** Begin TASK INPUT **
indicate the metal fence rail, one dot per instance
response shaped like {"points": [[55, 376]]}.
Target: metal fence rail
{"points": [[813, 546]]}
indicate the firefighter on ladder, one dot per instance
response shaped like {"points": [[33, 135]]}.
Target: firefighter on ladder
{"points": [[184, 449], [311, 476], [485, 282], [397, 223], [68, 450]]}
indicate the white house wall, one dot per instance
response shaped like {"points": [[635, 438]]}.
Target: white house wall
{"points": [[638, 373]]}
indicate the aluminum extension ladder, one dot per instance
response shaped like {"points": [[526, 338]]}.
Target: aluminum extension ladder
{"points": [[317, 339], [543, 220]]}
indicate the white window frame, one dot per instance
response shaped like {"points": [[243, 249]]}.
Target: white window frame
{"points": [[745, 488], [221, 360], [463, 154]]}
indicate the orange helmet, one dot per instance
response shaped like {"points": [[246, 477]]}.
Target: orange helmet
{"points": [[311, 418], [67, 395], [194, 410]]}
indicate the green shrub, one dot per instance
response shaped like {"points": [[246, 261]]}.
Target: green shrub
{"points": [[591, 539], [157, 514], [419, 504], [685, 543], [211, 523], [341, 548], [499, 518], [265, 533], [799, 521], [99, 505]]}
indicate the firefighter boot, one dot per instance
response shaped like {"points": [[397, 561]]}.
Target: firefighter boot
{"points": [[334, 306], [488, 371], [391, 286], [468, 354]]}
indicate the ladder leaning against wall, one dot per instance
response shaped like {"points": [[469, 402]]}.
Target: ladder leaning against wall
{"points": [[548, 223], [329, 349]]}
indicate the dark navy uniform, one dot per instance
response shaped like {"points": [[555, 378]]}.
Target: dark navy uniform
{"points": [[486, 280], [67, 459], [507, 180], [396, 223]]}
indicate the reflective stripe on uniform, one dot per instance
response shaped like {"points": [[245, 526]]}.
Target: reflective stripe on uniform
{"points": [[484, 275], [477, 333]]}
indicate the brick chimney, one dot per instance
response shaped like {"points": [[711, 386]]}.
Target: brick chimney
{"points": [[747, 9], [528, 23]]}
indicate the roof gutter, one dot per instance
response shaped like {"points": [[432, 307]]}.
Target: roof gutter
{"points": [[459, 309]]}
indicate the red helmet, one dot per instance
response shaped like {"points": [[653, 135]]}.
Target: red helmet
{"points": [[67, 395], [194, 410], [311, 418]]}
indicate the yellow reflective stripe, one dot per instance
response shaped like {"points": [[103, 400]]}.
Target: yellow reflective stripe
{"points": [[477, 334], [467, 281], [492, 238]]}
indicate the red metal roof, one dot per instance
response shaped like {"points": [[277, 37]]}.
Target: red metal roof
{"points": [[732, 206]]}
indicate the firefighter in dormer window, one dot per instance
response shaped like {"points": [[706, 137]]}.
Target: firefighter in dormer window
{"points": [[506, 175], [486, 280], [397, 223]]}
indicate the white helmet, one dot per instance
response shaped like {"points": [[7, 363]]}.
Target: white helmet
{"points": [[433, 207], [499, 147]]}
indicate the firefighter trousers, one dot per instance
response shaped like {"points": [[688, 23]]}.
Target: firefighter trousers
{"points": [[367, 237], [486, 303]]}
** End TASK INPUT **
Copy the lines above from the one containing "indicate the firefighter trousers, one" through the last line, both included and with the requests kept. Multiply every point coordinate in the answers by 1.45 and round to whole numbers, rounding halves up, but leave the numbers in the requests and their format samples unchanged.

▶ **SOLUTION TO THIS EXERCISE**:
indicate the firefighter trousers, one dot per instance
response shaped like {"points": [[688, 23]]}.
Target: firefighter trousers
{"points": [[532, 344], [705, 439]]}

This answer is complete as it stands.